▶ Required work:
Below are some records; retype all of them exactly.

(Lines of data)
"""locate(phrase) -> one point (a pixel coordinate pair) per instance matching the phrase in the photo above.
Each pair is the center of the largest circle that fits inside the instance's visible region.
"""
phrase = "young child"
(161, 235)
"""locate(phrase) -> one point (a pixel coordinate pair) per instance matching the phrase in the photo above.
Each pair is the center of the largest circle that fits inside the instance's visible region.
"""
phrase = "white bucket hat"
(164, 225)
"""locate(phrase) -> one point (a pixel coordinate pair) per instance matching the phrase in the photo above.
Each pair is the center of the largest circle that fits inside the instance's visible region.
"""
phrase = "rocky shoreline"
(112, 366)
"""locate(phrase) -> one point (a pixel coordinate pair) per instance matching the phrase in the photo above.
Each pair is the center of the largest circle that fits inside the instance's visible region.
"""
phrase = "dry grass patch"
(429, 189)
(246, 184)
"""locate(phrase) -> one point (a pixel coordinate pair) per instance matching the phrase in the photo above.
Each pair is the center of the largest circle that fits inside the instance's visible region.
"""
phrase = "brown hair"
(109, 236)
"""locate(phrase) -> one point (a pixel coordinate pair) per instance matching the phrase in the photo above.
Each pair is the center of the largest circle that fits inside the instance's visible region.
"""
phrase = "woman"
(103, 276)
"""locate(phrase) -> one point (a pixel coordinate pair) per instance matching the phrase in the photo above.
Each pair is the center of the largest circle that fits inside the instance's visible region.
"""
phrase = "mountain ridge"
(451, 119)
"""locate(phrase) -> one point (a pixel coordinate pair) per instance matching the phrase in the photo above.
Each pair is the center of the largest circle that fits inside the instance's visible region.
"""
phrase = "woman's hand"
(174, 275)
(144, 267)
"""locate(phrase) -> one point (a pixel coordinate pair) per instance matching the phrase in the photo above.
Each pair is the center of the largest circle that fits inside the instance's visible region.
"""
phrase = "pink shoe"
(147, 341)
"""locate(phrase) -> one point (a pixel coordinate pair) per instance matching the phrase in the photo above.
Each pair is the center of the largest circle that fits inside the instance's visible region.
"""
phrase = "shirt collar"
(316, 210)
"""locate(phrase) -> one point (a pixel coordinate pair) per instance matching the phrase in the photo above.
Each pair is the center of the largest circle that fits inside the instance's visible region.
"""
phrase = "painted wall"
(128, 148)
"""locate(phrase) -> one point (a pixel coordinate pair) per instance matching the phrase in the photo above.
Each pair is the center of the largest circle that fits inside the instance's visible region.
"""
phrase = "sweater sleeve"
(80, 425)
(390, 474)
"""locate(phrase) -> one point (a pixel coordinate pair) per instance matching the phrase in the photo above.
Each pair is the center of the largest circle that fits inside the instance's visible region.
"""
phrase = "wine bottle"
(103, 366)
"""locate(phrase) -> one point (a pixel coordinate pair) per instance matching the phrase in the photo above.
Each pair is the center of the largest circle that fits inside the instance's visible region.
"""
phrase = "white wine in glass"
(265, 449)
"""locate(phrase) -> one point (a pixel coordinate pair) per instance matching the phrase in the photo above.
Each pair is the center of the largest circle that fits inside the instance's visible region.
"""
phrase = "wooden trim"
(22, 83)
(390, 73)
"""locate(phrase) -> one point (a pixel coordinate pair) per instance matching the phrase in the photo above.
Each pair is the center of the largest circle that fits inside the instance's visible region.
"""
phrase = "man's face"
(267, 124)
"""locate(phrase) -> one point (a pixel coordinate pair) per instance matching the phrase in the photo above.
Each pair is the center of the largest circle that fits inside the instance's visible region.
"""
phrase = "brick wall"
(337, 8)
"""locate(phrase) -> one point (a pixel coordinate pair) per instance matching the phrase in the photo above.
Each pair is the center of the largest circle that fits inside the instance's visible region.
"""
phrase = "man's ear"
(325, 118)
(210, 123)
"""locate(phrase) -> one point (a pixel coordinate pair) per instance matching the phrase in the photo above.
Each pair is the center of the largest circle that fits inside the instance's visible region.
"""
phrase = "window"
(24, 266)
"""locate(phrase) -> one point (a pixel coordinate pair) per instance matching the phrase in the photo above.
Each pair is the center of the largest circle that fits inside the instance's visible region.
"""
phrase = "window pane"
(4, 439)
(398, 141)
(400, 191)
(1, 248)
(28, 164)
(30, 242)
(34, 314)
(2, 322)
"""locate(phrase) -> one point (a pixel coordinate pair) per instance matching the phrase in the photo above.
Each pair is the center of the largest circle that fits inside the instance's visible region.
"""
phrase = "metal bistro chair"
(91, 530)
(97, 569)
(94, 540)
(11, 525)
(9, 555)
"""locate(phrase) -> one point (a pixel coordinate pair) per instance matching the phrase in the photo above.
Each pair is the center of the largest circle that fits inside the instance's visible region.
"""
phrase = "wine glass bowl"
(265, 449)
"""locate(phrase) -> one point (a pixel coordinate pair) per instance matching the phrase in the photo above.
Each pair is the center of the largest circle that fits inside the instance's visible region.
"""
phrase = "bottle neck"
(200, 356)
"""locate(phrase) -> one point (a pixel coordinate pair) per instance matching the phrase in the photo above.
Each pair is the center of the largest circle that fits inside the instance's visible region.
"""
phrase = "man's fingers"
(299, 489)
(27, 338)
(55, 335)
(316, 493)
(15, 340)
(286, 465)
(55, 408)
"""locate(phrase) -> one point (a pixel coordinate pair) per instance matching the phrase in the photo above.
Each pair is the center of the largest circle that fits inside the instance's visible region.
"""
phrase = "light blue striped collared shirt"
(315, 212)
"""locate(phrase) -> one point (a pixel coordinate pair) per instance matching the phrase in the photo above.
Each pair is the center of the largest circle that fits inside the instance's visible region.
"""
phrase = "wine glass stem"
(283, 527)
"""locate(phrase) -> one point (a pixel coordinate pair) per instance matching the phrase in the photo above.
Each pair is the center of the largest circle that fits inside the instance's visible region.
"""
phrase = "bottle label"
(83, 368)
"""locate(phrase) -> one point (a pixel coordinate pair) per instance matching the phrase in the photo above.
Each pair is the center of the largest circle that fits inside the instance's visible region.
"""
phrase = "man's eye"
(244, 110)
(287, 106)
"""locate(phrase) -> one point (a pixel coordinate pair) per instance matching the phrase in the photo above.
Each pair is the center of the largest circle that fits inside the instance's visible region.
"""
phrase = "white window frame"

▶ Correct response:
"""locate(phrase) -> one point (a pixel coordinate pair) per instance matching the phrase in the photo above.
Each pair is the center of the largest circle that fits inside the instance's visible region.
"""
phrase = "young child"
(161, 235)
"""locate(phrase) -> one point (a pixel coordinate pair) per instance matching the phrase in the photo above.
Each pair is the center of the largest circle that fits inside the instance's visible region.
"""
phrase = "white bucket hat"
(164, 225)
"""locate(phrase) -> one point (a pixel coordinate pair) per instance matching the phrase in the photo above.
Each pair is the center of the largest circle that fits inside the instance's visible region.
"""
phrase = "rocky shoreline"
(112, 366)
"""locate(phrase) -> one point (a pixel coordinate pair) per instance matching the phrase in the photo above.
Each pair is the center of the largest circle that fits inside the instance's visible region.
"""
phrase = "dry grass patch"
(429, 189)
(246, 184)
"""locate(phrase) -> one point (a pixel coordinate pair) per instance matching the phrase in the photo above.
Each pair is the center of the largest circle that fits inside the instance's visible region.
"""
phrase = "brown hair"
(109, 236)
"""locate(phrase) -> one point (a pixel coordinate pair) per instance matching the phrase in the photo above.
Each pair is the center of the largest circle that fits inside the instance's visible region.
"""
phrase = "woman"
(103, 276)
"""locate(phrase) -> one point (a pixel coordinate pair) per instance matching the phrase in the photo above.
Each pair is the center of the largest circle that fits inside the instance's visible region.
"""
phrase = "mountain ridge"
(451, 119)
"""locate(phrase) -> one point (a pixel coordinate pair) per instance matching the phrase in the photo above.
Each pair is the center of the largest circle that fits inside the instance's visible region.
"""
phrase = "woman's hand"
(174, 275)
(144, 267)
"""locate(phrase) -> one point (a pixel coordinate pair) per instance matching the phrase in the photo above.
Each pair is the center of the largest circle that fits inside the instance's visible region.
"""
phrase = "pink shoe"
(147, 341)
"""locate(phrase) -> one point (a pixel coordinate pair) per instance matching the phrase in the photo above.
Each pair is the center of the largest circle that fits inside the instance's visible region.
"""
phrase = "shirt collar"
(316, 210)
"""locate(phrase) -> one point (a pixel coordinate pair) per instance matching the phrase in the photo above.
Each pair is the center of the largest circle that fits inside the instance's visible region.
"""
phrase = "painted wall"
(128, 148)
"""locate(phrase) -> one point (a pixel coordinate pair) per instance matching the phrase in the photo above.
Each pair is the center of the largest circle that fits inside the instance's visible region.
"""
phrase = "sweater sleeve"
(80, 425)
(390, 474)
"""locate(phrase) -> one point (a pixel coordinate pair) per instance matching the phrase in the photo above.
Each pair is the center of the largest circle that fits inside the instance's visible region.
"""
phrase = "wine bottle"
(103, 366)
"""locate(phrase) -> one point (a pixel coordinate pair) per instance matching the phrase in the photo above.
Each pair is the center of the largest circle that fits inside the instance's visible region.
"""
phrase = "white wine in glass"
(265, 449)
"""locate(phrase) -> one point (a pixel coordinate pair) per instance matching the phrase in the photo above.
Each pair is the center of the largest circle that fits inside the instance's visible region.
"""
phrase = "wooden trim"
(22, 83)
(390, 73)
"""locate(phrase) -> one point (a pixel coordinate pair) per instance matching the phrase in the photo above.
Each pair is the center of the largest circle that fits inside the instance's visible region.
"""
phrase = "man's face"
(267, 124)
"""locate(phrase) -> one point (a pixel coordinate pair) per instance matching the phrase in the photo above.
Each pair is the center of the largest circle that fits inside the instance's visible region.
"""
phrase = "brick wall"
(337, 8)
"""locate(phrase) -> one point (a pixel coordinate pair) per instance matching the phrase in the photo above.
Each pair is the center of the largest circle that fits inside the instance's visible region.
"""
phrase = "man's ear"
(325, 118)
(210, 123)
"""locate(phrase) -> one point (a pixel coordinate pair) per instance matching the phrase in the photo above.
Each pair is the center of the largest circle that fits inside the instance's visible region.
"""
phrase = "window"
(24, 266)
"""locate(phrase) -> one point (a pixel coordinate pair) per instance matching the phrase in the photo above.
Each pair is the center of the largest circle that fits inside the instance's visible region.
"""
phrase = "window pane"
(4, 439)
(398, 141)
(400, 191)
(1, 248)
(28, 164)
(30, 242)
(34, 314)
(2, 322)
"""locate(phrase) -> one point (a pixel coordinate pair) per instance matching the phrase in the photo above.
Each pair is the center of the largest circle that fits inside the instance's visible region.
"""
phrase = "metal bistro chair"
(91, 530)
(97, 569)
(94, 540)
(11, 525)
(9, 555)
"""locate(phrase) -> one point (a pixel coordinate pair) per instance matching the phrase in the photo above.
Each pair is the center of the largest circle that fits inside the instance's visible region.
"""
phrase = "wine glass bowl"
(265, 449)
"""locate(phrase) -> one point (a pixel coordinate pair) per instance matching the phrase in the photo above.
Each pair is the center of the largest circle that fits inside the instance's visible region.
"""
phrase = "bottle neck"
(200, 356)
"""locate(phrase) -> one point (a pixel coordinate pair) per instance matching the phrase in the photo above.
Each pair is the center of the largest circle that fits inside the instance's visible region.
"""
phrase = "man's fingers"
(299, 489)
(27, 338)
(55, 335)
(316, 493)
(15, 340)
(286, 465)
(55, 408)
"""locate(phrase) -> one point (a pixel coordinate pair) per instance matching the phrase in the photo above.
Each pair is the center of the largest circle that fits inside the instance's visible region.
"""
phrase = "light blue striped collared shirt"
(315, 212)
"""locate(phrase) -> one point (a pixel coordinate pair) per instance matching the phrase in the photo above.
Each pair is the center of the largest circle that fits inside the instance's visible region.
"""
phrase = "wine glass stem"
(283, 527)
"""locate(phrase) -> one point (a pixel coordinate pair) per instance matching the phrase in the photo above.
Each pair is the center of the largest circle that fits inside the instance's visible region.
"""
phrase = "bottle label"
(83, 368)
"""locate(phrase) -> one point (a pixel coordinate pair) per instance matching the phrase in the photo above.
Each pair is the center of the largest circle that fits inside the instance's visible region.
"""
phrase = "man's eye"
(244, 110)
(287, 106)
"""locate(phrase) -> one point (a pixel coordinate pair) per instance matching the phrase in the photo above.
Each pair is the center of the largest circle that fits inside the instance's visible region.
"""
phrase = "white window frame"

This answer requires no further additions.